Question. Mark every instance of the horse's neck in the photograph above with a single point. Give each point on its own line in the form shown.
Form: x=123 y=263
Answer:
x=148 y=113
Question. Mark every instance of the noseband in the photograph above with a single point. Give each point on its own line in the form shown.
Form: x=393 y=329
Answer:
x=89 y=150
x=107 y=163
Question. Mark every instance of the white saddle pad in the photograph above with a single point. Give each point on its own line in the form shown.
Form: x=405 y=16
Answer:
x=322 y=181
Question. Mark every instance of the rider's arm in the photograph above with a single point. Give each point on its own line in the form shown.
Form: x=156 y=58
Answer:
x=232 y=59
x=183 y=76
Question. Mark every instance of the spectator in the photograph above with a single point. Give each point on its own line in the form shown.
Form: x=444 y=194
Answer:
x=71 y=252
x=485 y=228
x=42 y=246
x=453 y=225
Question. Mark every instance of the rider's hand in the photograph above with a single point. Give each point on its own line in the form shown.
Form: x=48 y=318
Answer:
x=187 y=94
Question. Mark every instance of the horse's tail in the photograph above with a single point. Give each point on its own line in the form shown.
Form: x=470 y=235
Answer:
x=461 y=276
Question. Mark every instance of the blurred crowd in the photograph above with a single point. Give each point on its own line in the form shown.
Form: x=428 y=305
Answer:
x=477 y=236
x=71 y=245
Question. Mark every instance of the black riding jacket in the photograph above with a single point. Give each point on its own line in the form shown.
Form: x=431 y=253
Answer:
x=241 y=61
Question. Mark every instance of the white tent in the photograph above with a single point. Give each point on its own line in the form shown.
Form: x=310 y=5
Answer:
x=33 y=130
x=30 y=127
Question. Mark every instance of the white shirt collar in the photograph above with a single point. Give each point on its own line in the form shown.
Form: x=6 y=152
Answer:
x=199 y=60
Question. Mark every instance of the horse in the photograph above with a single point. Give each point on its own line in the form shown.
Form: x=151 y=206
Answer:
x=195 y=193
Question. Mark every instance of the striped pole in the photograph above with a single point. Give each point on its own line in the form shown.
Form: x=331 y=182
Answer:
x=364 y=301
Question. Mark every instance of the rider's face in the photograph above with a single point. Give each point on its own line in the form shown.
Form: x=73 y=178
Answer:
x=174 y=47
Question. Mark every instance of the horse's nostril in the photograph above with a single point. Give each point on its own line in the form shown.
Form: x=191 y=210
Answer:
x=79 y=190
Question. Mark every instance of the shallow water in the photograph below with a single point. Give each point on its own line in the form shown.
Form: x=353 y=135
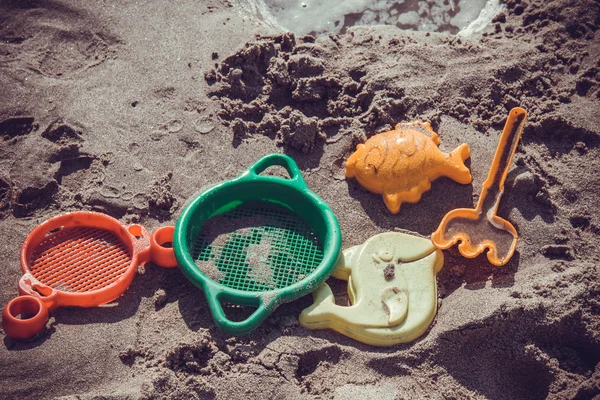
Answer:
x=323 y=16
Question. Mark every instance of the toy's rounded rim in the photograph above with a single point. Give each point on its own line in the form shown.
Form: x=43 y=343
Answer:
x=331 y=245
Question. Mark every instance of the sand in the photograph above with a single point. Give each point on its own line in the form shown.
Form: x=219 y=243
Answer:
x=131 y=107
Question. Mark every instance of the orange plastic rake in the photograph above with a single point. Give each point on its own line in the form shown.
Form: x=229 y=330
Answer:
x=481 y=228
x=83 y=259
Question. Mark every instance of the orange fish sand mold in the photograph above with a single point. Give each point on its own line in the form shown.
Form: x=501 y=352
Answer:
x=401 y=164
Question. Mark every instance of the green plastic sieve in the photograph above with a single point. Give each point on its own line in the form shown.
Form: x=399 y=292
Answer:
x=257 y=241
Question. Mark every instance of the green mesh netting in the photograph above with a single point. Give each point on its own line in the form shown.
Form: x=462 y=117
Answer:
x=257 y=248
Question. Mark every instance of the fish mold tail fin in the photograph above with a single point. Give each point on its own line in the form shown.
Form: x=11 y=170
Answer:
x=458 y=171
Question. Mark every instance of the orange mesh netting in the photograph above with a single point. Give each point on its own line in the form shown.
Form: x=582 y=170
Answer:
x=80 y=259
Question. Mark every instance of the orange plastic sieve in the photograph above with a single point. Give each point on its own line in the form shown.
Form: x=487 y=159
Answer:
x=83 y=259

──────────────────────────────

> **AIM**: Rewrite every one of the items above, replacing each occurrence of "photograph" with "image" and leaving all other wording unchanged. Omit the pictures from your answer.

> **RESULT**:
Question. Mark every instance of the horse's neck in the image above with a single point. Give each point on its own line in the form shown.
Form: x=123 y=263
Answer:
x=148 y=113
Question. Mark every instance of the noseband in the image above with a single point. Give each point on its own line in the form shown.
Form: x=393 y=329
Answer:
x=89 y=150
x=107 y=163
Question. Mark every instance of the white saddle pad in the image above with a single point. Give each point on its own line in the form shown.
Form: x=405 y=16
Answer:
x=322 y=181
Question. Mark every instance of the rider's arm in the image above with a single point. Give each point on its own line in the form shown.
Form: x=156 y=58
Answer:
x=232 y=59
x=183 y=76
Question. Mark every instance of the spectator in the image above with a single point. Give each point on its own line in the form shown.
Form: x=444 y=194
Answer:
x=71 y=252
x=485 y=228
x=42 y=246
x=453 y=225
Question. Mark every instance of the rider's hand in the image above with a single point. Give each point on its own line in the form shown.
Form: x=48 y=318
Answer:
x=187 y=94
Question. Mark every instance of the horse's tail in the image above with a single point. Give each point on its own line in the form shown.
Form: x=470 y=235
Answer:
x=461 y=276
Question. Mark every instance of the blurred crowd in the image above with a single point. Give each point on its own line in the form shown.
Form: x=428 y=305
Answer:
x=477 y=236
x=71 y=245
Question. Mark every instance of the black riding jacket in the image above with a single point. Give each point on its own line in the form shown.
Form: x=431 y=253
Answer:
x=241 y=61
Question. Mark every instance of the white tent in the image above with a single point. Give each point on its own line in the form shown.
Form: x=310 y=5
Answer:
x=33 y=130
x=30 y=127
Question. Mark every instance of the white shirt collar in the image above with a single point. Give each point on its own line in the form shown.
Form: x=6 y=152
Answer:
x=199 y=60
Question. Mark every instance of the horse in the image above with a single point. Give each point on its own line in the form shown.
Form: x=151 y=206
Answer:
x=195 y=193
Question. Mark every instance of the striped pole in the image above with a single point. Give each point on its own line in the form shown.
Form: x=331 y=182
Answer:
x=364 y=301
Question. Mark every instance of the rider's face in the image above with a single point. Give each point on its own line in the form shown.
Form: x=73 y=178
Answer:
x=174 y=47
Question. Mark every instance of the horse's nostril in the image above with a single point. Give each point on its own line in the form shown.
Form: x=191 y=210
Answer:
x=79 y=190
Question. Mark every instance of the shallow water in the image below with a single point. Give each point on its own line in the form shown.
Form: x=353 y=135
Answer:
x=323 y=16
Question. Mark every instance of the toy's rounded rim in the image above with a single point. Give each point on its own line in the form shown.
Form: x=43 y=343
Answer:
x=331 y=245
Question. Mark every instance of the sand in the image above with a single point. Give each point on its own line in the form shown.
Form: x=219 y=243
Answer:
x=131 y=107
Question. Mark every instance of the orange plastic rake in the image above with a single point. Give each point on its own line in the form shown.
Form: x=229 y=330
Answer:
x=481 y=228
x=83 y=259
Question. Mark every instance of the orange fish sand mold in the image above with a single point. Give each point on its own line in the form shown.
Form: x=501 y=352
Answer:
x=401 y=164
Question. Mark every instance of the green plastic sieve in the image above with a single point. Give each point on its own line in the form shown.
Form: x=399 y=292
Answer:
x=257 y=241
Question. Mark every instance of the green mesh netting in the image above with a single point. Give each point on its own line in the form shown.
Form: x=462 y=117
Answer:
x=257 y=248
Question. Mark every instance of the fish mold tail fin in the image above with a single point. Give each point on its own line in the form shown.
Form: x=11 y=170
Answer:
x=458 y=171
Question. Mark every instance of the orange mesh netting in the image above with a single point. Give each point on its own line in the form shown.
Form: x=582 y=170
Answer:
x=80 y=259
Question. Mark every instance of the orange plastic sieve in the image above with a single point. Give each point on its own line in the form shown.
Form: x=487 y=159
Answer:
x=83 y=259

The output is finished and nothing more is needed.